■ MATERIAL FOR THE TASK ■
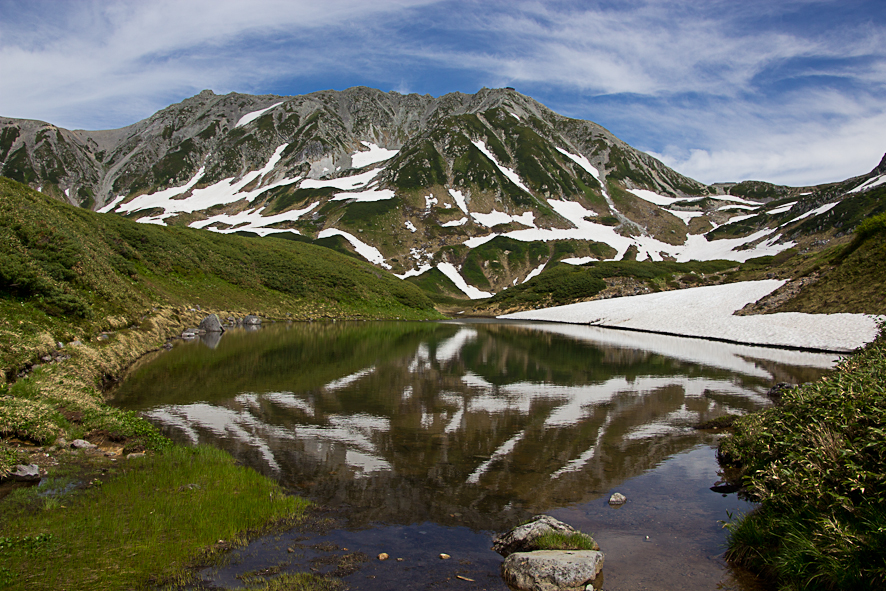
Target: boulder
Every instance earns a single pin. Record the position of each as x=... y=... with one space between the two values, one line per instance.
x=552 y=570
x=522 y=538
x=617 y=499
x=25 y=473
x=212 y=324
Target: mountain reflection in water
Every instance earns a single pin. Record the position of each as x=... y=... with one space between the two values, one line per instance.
x=479 y=423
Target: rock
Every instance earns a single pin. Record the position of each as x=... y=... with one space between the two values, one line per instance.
x=25 y=473
x=522 y=538
x=617 y=499
x=552 y=570
x=212 y=324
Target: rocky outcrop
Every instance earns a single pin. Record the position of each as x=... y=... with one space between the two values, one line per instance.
x=530 y=567
x=523 y=537
x=552 y=570
x=212 y=324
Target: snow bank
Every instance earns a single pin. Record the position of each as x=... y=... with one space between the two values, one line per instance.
x=508 y=172
x=706 y=312
x=370 y=253
x=472 y=292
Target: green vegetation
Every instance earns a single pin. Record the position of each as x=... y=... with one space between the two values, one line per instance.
x=69 y=274
x=757 y=190
x=560 y=541
x=851 y=278
x=137 y=523
x=817 y=465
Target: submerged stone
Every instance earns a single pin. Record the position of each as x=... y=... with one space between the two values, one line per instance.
x=522 y=538
x=212 y=324
x=552 y=570
x=26 y=473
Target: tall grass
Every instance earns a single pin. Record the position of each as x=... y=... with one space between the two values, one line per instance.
x=142 y=526
x=817 y=465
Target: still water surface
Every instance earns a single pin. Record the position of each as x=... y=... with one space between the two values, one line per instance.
x=430 y=437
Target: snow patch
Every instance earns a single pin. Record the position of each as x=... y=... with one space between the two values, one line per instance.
x=508 y=172
x=472 y=292
x=707 y=312
x=782 y=209
x=347 y=183
x=370 y=253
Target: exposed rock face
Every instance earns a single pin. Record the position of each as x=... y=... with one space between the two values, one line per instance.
x=212 y=324
x=26 y=473
x=522 y=538
x=552 y=570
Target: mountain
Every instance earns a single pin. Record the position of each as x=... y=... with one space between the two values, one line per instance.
x=466 y=194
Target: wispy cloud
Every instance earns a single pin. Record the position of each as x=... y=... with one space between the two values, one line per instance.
x=789 y=91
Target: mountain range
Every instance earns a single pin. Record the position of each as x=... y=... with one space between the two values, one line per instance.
x=471 y=193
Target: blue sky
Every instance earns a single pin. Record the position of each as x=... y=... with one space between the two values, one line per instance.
x=790 y=91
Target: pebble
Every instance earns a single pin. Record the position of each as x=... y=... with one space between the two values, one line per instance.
x=617 y=499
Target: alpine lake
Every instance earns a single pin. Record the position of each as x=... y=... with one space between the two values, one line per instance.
x=417 y=439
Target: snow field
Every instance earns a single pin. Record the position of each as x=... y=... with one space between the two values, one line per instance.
x=707 y=312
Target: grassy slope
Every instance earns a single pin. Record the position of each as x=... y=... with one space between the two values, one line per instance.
x=853 y=278
x=68 y=274
x=817 y=464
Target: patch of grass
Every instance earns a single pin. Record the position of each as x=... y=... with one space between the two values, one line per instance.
x=816 y=464
x=560 y=541
x=147 y=522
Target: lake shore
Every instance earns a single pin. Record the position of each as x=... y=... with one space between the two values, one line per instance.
x=708 y=313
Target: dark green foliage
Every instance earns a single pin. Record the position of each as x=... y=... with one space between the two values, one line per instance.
x=624 y=168
x=365 y=212
x=757 y=190
x=422 y=167
x=817 y=464
x=69 y=261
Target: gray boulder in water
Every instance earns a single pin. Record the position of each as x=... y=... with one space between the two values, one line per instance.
x=522 y=538
x=212 y=324
x=25 y=473
x=552 y=570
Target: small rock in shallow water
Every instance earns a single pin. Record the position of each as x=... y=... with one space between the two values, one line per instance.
x=552 y=570
x=26 y=473
x=617 y=499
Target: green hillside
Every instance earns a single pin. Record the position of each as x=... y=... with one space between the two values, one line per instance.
x=69 y=273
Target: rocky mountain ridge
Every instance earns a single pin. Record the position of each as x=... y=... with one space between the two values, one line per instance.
x=474 y=192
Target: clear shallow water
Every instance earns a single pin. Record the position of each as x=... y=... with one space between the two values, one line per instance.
x=430 y=437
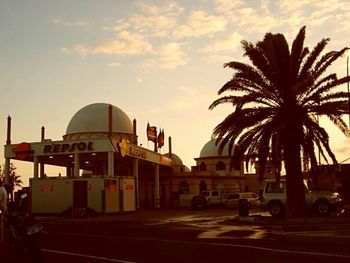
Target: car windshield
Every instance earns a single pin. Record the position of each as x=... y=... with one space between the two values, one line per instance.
x=275 y=187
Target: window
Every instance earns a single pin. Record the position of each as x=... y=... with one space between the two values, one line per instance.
x=184 y=187
x=202 y=167
x=275 y=187
x=202 y=186
x=220 y=166
x=215 y=193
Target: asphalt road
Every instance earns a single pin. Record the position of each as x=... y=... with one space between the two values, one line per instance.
x=193 y=236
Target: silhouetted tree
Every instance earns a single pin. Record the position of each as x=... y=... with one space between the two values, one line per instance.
x=15 y=179
x=276 y=102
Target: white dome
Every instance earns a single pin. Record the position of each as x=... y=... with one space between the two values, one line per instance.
x=175 y=158
x=212 y=150
x=94 y=118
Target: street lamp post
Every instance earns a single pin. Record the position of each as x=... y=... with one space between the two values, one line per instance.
x=347 y=74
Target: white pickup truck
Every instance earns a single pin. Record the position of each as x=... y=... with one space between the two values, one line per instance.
x=274 y=198
x=214 y=197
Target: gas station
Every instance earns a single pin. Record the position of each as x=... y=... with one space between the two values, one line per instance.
x=106 y=169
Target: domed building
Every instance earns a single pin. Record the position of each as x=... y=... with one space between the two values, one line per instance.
x=99 y=120
x=106 y=169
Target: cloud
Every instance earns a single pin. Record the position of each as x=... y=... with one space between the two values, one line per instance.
x=227 y=6
x=230 y=43
x=77 y=23
x=218 y=59
x=190 y=98
x=168 y=56
x=156 y=20
x=199 y=24
x=114 y=64
x=126 y=43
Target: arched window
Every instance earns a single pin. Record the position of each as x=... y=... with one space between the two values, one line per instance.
x=220 y=166
x=202 y=167
x=202 y=186
x=184 y=187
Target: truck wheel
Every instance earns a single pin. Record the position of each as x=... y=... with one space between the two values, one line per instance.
x=276 y=208
x=322 y=208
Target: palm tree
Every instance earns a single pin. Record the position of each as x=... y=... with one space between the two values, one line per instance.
x=276 y=102
x=15 y=180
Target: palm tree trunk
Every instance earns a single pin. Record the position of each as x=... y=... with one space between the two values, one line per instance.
x=296 y=206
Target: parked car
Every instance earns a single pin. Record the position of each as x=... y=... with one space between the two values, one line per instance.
x=232 y=200
x=199 y=202
x=214 y=197
x=321 y=203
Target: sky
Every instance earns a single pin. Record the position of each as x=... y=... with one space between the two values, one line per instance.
x=159 y=61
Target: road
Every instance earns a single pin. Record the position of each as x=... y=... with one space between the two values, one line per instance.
x=190 y=236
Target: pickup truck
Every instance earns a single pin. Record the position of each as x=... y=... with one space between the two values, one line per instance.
x=274 y=198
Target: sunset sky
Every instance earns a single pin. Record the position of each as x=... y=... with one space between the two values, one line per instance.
x=159 y=61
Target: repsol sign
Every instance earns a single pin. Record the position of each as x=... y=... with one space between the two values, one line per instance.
x=68 y=147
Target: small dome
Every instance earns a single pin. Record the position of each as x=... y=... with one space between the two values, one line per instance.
x=94 y=119
x=212 y=150
x=175 y=158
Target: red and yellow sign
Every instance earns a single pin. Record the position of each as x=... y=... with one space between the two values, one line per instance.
x=123 y=147
x=47 y=188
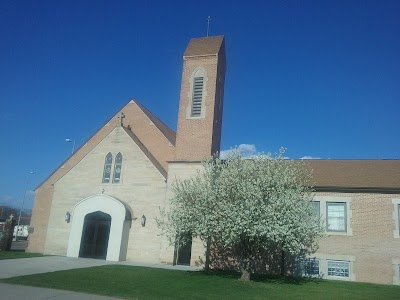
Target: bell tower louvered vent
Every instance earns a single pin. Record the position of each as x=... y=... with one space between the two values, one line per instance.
x=201 y=102
x=198 y=85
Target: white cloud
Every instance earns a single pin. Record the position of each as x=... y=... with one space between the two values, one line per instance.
x=246 y=150
x=309 y=157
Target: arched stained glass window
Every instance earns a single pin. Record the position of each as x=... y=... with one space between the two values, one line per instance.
x=107 y=168
x=117 y=168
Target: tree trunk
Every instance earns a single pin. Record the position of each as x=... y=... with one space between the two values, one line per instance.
x=245 y=276
x=207 y=263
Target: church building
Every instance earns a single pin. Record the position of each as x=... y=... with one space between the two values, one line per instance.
x=103 y=200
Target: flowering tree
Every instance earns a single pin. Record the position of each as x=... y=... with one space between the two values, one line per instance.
x=247 y=205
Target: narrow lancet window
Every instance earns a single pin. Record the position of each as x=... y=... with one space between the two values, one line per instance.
x=117 y=168
x=197 y=100
x=107 y=168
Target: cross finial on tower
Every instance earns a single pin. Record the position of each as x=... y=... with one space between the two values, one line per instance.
x=208 y=24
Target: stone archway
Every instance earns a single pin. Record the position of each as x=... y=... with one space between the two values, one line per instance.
x=95 y=234
x=100 y=228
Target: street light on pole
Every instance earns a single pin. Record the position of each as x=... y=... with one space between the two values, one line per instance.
x=23 y=201
x=73 y=144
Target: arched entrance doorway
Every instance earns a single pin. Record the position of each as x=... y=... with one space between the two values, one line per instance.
x=95 y=234
x=100 y=226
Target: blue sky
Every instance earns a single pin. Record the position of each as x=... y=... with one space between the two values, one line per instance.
x=320 y=78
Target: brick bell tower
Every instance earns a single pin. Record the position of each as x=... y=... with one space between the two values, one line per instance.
x=201 y=100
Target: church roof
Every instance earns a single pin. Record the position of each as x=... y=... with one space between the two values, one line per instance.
x=204 y=46
x=356 y=174
x=153 y=140
x=166 y=131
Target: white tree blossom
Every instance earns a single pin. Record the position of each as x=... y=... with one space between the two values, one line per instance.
x=247 y=205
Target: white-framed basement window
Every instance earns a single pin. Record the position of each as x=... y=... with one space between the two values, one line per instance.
x=311 y=267
x=338 y=268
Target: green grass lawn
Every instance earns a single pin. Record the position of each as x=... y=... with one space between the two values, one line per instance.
x=148 y=283
x=17 y=254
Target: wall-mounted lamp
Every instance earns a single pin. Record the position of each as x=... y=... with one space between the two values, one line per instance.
x=143 y=221
x=67 y=217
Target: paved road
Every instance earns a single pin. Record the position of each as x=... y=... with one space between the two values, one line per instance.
x=35 y=265
x=26 y=266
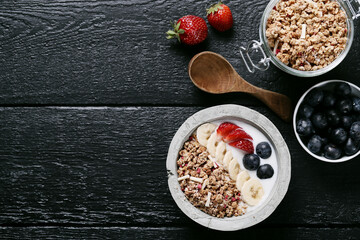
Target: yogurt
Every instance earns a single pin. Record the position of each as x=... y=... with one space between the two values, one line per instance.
x=238 y=154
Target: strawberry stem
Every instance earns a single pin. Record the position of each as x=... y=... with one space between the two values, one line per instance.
x=175 y=33
x=214 y=8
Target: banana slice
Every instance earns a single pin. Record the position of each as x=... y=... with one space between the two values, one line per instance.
x=234 y=169
x=203 y=133
x=227 y=159
x=241 y=178
x=220 y=152
x=212 y=144
x=252 y=191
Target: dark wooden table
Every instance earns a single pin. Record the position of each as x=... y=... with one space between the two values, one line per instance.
x=91 y=95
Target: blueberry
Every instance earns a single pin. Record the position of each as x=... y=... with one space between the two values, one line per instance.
x=329 y=100
x=319 y=120
x=344 y=106
x=333 y=117
x=314 y=144
x=263 y=150
x=331 y=151
x=265 y=171
x=304 y=127
x=355 y=131
x=346 y=122
x=338 y=136
x=342 y=89
x=351 y=147
x=305 y=111
x=356 y=104
x=251 y=161
x=314 y=97
x=356 y=117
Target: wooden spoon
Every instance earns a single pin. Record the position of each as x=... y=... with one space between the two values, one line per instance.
x=212 y=73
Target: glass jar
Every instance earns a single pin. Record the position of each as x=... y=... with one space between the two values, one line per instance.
x=352 y=10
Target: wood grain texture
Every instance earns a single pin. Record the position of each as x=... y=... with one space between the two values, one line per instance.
x=166 y=233
x=106 y=166
x=115 y=53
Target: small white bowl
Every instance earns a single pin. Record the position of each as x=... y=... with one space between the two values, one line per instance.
x=230 y=112
x=326 y=85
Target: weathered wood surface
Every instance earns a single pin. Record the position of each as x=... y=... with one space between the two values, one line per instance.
x=175 y=233
x=115 y=52
x=91 y=95
x=100 y=166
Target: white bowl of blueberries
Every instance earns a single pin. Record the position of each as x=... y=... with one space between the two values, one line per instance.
x=327 y=121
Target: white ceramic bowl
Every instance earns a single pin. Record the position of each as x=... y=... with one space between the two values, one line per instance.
x=326 y=85
x=230 y=112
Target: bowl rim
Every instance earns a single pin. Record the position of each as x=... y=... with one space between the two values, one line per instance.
x=321 y=84
x=226 y=112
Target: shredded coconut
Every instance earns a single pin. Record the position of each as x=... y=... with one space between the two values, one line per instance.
x=199 y=180
x=184 y=177
x=303 y=31
x=207 y=204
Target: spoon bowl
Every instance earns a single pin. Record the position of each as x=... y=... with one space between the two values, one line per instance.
x=212 y=73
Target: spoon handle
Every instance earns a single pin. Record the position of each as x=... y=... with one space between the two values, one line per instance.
x=277 y=102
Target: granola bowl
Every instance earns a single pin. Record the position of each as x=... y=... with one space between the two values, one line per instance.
x=303 y=51
x=227 y=210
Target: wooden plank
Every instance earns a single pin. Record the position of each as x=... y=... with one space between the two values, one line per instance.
x=115 y=52
x=168 y=233
x=86 y=166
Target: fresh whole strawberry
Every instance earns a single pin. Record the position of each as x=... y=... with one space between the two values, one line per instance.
x=245 y=145
x=220 y=17
x=225 y=128
x=189 y=29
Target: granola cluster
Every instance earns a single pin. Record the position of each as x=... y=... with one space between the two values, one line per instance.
x=307 y=35
x=208 y=186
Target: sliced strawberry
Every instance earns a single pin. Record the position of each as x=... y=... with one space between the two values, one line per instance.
x=237 y=135
x=244 y=145
x=225 y=128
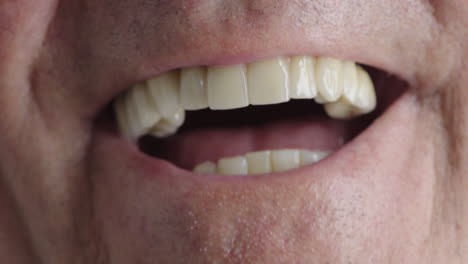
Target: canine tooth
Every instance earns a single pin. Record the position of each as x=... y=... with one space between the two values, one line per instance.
x=164 y=91
x=135 y=126
x=193 y=88
x=233 y=166
x=227 y=87
x=121 y=116
x=259 y=162
x=309 y=156
x=268 y=81
x=329 y=79
x=357 y=100
x=285 y=159
x=206 y=167
x=144 y=108
x=170 y=125
x=302 y=77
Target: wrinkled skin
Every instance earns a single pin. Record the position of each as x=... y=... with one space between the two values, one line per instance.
x=71 y=193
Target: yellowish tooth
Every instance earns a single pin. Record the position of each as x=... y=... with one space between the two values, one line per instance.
x=358 y=100
x=233 y=166
x=169 y=126
x=329 y=79
x=121 y=116
x=136 y=128
x=193 y=94
x=164 y=91
x=268 y=81
x=302 y=77
x=310 y=156
x=144 y=108
x=350 y=81
x=286 y=159
x=227 y=87
x=259 y=162
x=207 y=167
x=343 y=108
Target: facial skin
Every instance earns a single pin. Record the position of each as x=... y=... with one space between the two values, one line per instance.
x=73 y=192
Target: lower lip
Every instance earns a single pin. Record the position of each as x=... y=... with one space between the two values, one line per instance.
x=382 y=140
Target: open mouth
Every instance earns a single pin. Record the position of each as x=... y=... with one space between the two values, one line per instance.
x=268 y=116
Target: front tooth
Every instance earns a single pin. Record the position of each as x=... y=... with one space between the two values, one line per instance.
x=144 y=108
x=193 y=88
x=164 y=91
x=310 y=156
x=233 y=166
x=170 y=125
x=268 y=81
x=285 y=159
x=259 y=162
x=121 y=116
x=227 y=87
x=207 y=167
x=302 y=78
x=329 y=79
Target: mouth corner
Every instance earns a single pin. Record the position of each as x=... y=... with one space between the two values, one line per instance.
x=277 y=134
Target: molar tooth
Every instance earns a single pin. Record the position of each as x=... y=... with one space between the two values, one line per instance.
x=329 y=79
x=164 y=91
x=193 y=88
x=136 y=128
x=233 y=166
x=359 y=98
x=302 y=77
x=259 y=162
x=268 y=81
x=227 y=87
x=285 y=159
x=207 y=167
x=144 y=108
x=310 y=156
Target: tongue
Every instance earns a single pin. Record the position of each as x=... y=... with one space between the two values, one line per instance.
x=191 y=147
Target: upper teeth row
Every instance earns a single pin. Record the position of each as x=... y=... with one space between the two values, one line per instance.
x=158 y=106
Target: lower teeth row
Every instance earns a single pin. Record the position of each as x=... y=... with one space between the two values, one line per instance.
x=262 y=162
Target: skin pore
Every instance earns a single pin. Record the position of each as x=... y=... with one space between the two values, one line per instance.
x=70 y=192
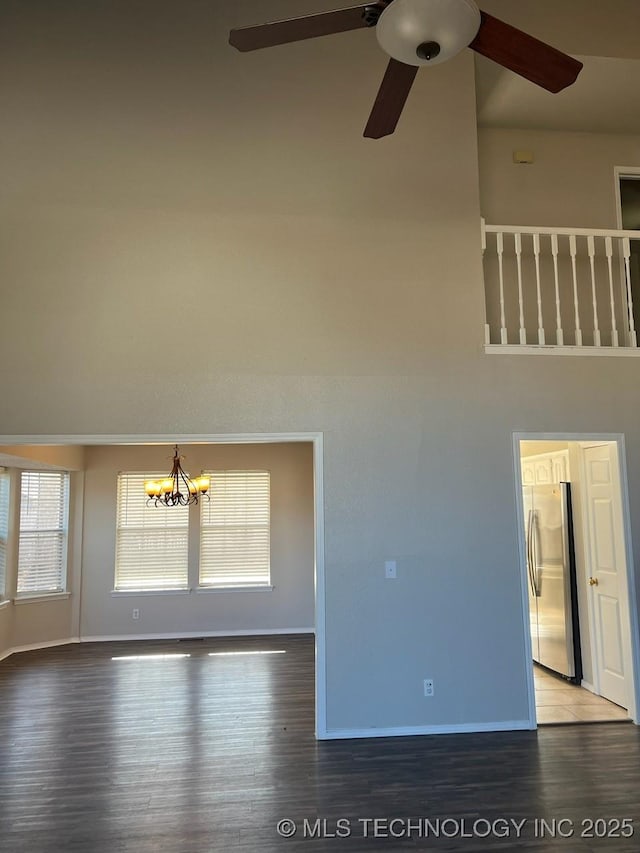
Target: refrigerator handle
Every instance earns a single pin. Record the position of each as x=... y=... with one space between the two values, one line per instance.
x=532 y=554
x=534 y=571
x=529 y=552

■ EXERCISE TASK ■
Copy out the records word for word, starting with the line that contains "Target: stone archway" and going on through the line that contains "x=338 y=268", both included.

■ WORKED SOLUTION ■
Target: stone archway
Every instance earns a single pin. Record the position of each as x=... y=... with one space between the two values, one line per instance.
x=95 y=234
x=100 y=228
Target: street light on pole
Every instance earns a single pin. Record the position of each as x=... y=... with one space between the two values, one line per instance.
x=23 y=201
x=73 y=144
Target: arched entrance doorway
Every instance earns a single pin. Record the position of each as x=... y=... with one space between the two values, one line per instance.
x=95 y=234
x=100 y=226
Target: blue sky
Every instance earns a single pin. Record the position of each as x=... y=... with one space between the two values, one line per instance.
x=320 y=78
Target: brick bell tower
Every instance earns a single pin. Record the position of each as x=... y=... with one space between the two values, one line per instance.
x=201 y=100
Target: church roof
Every instance earns a single pin. Record the position of each as x=... y=... with one space between the two values, one line per instance.
x=204 y=46
x=356 y=174
x=153 y=140
x=166 y=131
Target: white tree blossom
Every instance earns a single pin. Record the position of each as x=... y=... with one space between the two values, one line per instance.
x=247 y=205
Target: white-framed basement window
Every instance earns a single pin. Record the position of each as x=... y=... with one space between the two values, one line per instance.
x=311 y=267
x=338 y=268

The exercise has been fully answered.